(Named-object pointing records)
━━━━━━━━
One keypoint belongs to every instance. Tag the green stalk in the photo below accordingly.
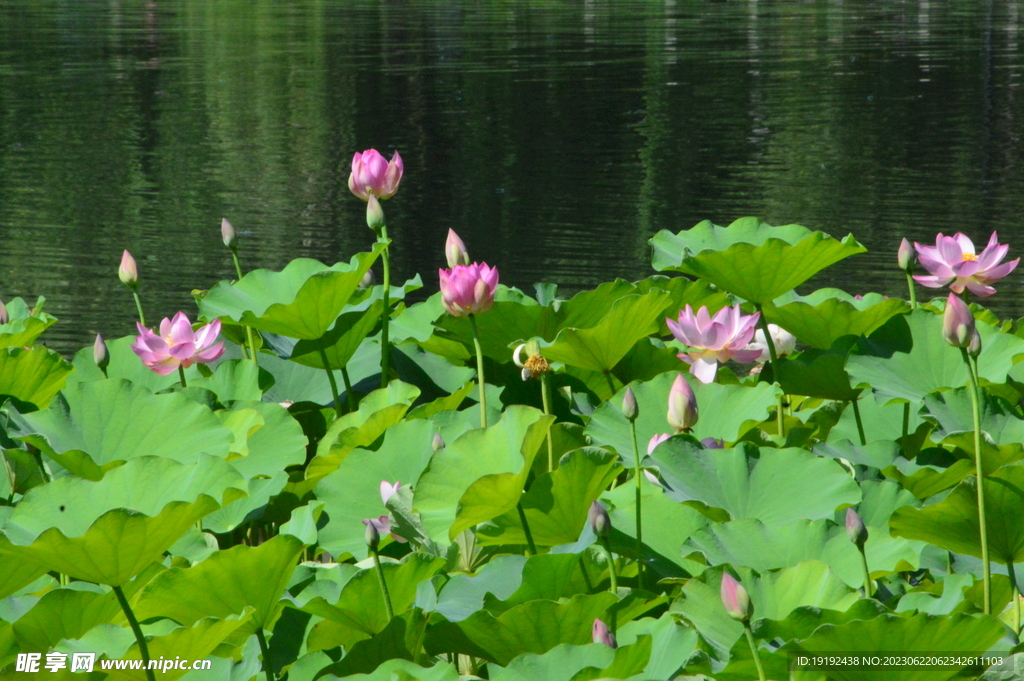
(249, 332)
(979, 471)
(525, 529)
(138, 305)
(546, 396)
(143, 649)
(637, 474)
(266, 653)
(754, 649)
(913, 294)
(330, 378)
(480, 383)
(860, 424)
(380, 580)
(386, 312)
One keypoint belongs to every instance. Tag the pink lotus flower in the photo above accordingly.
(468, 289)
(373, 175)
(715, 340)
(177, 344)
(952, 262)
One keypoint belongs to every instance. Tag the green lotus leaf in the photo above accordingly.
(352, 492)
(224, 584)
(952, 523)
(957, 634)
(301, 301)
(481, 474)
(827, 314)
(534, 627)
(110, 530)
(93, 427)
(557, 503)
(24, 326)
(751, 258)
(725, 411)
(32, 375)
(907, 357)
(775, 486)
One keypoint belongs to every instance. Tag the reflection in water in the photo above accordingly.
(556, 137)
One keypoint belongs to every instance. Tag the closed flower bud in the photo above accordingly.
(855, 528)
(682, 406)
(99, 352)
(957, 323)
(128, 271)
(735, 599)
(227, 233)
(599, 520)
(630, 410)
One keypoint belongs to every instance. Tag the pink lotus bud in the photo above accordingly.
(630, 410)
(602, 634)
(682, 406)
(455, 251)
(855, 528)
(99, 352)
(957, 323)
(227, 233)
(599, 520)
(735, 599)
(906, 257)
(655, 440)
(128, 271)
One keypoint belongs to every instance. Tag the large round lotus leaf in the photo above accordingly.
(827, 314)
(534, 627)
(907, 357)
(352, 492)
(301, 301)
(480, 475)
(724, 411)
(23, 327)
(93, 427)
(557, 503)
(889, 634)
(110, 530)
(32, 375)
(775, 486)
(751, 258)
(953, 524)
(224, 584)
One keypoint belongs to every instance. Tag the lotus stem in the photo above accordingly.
━━━━━━━━
*STATED PROBLEM:* Write out everything from the line containing "One keypoint belongs to every instance. Tag the large" through the end of the records, that line included. Keep the requests unchanged, but multiply each coordinate in the answers by 0.85 and round it to a whole number, with halves rounding up.

*RESPONSE TO THIS EXERCISE:*
One keypoint belongs to every instance. Tag the large round lotus leaf in the photo above accordingly.
(703, 267)
(454, 533)
(771, 303)
(299, 418)
(256, 256)
(408, 404)
(615, 349)
(20, 278)
(79, 363)
(473, 428)
(756, 539)
(94, 451)
(27, 319)
(659, 413)
(638, 219)
(810, 445)
(190, 496)
One keypoint belongs to every instance. Tag the lotus stem in the photo above accordingly.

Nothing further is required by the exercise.